HAIKU日本大賞2016夏の写真俳句 発表

2016夏の写真俳句大賞

夏木立硝子の中の焔(ほむら)かな

[ 奈良県奈良市 藤森 雅彦 ]

(評)硝子のように見える木の蜜の鮮やかなオレンジが目を引く印象的な写真です。また、その写真に合わせた句に焔(ほむら)という言葉を選んでいるのも、写真と相まって、内に秘めた熱を感じさせ、とても心に残りました。人は誰でも、内に熱情を抱えているのだと、それを染み入るように思い返させてくれる作品です。

次点

青楓視線澄み切る迄見つめ

[ 岩手県一関市 山下暮朝 ]

(評)新緑と木漏れ日の重なりが美しく、自然とその果てを見つめる作者の気持ちに寄り添う句です。写真の構図としても、句の意図を汲んで、遠くまで澄み切った青を思い浮かばせるもので、作者の表現力の良さに感心しました。

■ **課題の目的**
写真俳句の発表文の「2016夏の写真俳句大賞」から「思い返させてくれる作品です。」までのすべてを、「硝子」を「ガラス」に入れ替えて書き直してもらえますか？ エントリーは別の出典から取られたものです。

■ **表示情報**
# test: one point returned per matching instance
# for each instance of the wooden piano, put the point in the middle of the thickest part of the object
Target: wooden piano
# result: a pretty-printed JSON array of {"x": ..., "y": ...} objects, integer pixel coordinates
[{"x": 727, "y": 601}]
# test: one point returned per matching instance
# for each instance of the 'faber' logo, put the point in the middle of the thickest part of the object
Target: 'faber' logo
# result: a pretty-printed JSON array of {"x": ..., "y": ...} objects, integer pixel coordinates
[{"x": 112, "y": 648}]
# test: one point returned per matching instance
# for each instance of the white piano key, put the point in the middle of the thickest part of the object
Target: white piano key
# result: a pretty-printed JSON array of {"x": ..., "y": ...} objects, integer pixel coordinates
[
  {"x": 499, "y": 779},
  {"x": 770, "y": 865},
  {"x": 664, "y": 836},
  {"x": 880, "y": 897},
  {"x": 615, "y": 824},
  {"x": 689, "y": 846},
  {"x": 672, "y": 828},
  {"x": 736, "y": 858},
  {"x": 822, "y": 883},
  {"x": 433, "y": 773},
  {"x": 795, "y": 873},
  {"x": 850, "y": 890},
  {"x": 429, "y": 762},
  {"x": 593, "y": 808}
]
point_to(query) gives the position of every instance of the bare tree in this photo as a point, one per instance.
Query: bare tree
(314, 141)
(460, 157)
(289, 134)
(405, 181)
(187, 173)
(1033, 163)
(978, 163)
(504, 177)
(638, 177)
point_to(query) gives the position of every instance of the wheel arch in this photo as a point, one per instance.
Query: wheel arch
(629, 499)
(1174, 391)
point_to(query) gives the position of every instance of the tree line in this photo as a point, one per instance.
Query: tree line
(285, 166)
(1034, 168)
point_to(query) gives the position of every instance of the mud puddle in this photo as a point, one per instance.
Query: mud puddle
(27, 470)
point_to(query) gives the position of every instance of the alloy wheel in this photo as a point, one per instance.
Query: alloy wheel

■ **期待される出力**
2016夏の写真俳句大賞

夏木立ガラスの中の焔(ほむら)かな

[ 奈良県奈良市 藤森 雅彦 ]

(評)ガラスのように見える木の蜜の鮮やかなオレンジが目を引く印象的な写真です。また、その写真に合わせた句に焔(ほむら)という言葉を選んでいるのも、写真と相まって、内に秘めた熱を感じさせ、とても心に残りました。人は誰でも、内に熱情を抱えているのだと、それを染み入るように思い返させてくれる作品です。